## WORK REQUIRED
Reproduce, word for word, the part of the records that opens with the line containing "TARGET: golden sea creature sculpture" and runs to the end of the records, including both the first and last lines.

## PROVIDED RECORDS
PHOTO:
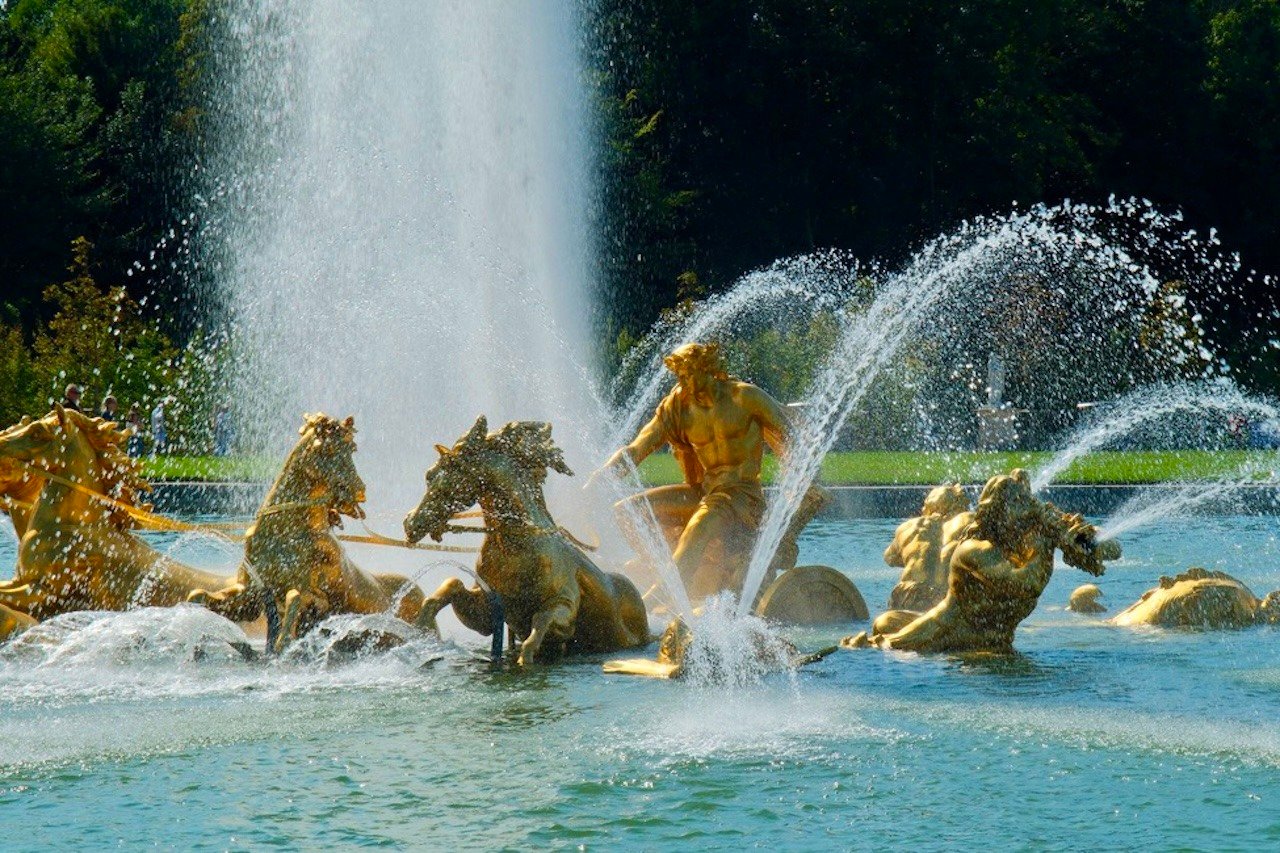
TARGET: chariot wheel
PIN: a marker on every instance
(813, 596)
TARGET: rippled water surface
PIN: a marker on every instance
(142, 729)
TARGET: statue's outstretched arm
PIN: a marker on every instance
(773, 418)
(647, 441)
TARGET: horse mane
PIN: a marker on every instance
(529, 445)
(324, 427)
(122, 474)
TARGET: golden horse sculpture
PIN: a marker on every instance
(1201, 598)
(999, 566)
(76, 550)
(293, 564)
(553, 597)
(918, 548)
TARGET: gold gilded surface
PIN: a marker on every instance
(999, 566)
(1201, 598)
(717, 428)
(918, 544)
(76, 550)
(1084, 600)
(291, 553)
(554, 598)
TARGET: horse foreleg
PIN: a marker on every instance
(234, 602)
(558, 619)
(23, 600)
(471, 607)
(288, 620)
(405, 594)
(13, 623)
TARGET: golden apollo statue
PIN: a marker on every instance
(717, 428)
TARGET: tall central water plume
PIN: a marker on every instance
(410, 235)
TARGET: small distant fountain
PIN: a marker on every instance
(1151, 505)
(1120, 418)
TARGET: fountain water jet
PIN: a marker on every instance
(1146, 406)
(411, 237)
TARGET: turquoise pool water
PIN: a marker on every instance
(1092, 737)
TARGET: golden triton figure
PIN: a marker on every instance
(997, 569)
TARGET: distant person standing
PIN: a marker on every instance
(110, 409)
(223, 430)
(71, 397)
(159, 436)
(133, 427)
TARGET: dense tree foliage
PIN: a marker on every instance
(734, 132)
(740, 131)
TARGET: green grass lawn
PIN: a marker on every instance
(862, 468)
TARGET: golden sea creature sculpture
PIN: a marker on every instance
(1201, 598)
(999, 568)
(918, 548)
(293, 564)
(717, 428)
(76, 550)
(552, 596)
(1084, 600)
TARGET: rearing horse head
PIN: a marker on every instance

## RESULT FOR THIS EXERCISE
TARGET: golden sea creature sculpture
PIN: a marker on every instance
(1201, 598)
(999, 568)
(918, 548)
(293, 564)
(717, 428)
(76, 550)
(552, 596)
(1084, 600)
TARGET: rearing horse head
PIN: a marker on every instance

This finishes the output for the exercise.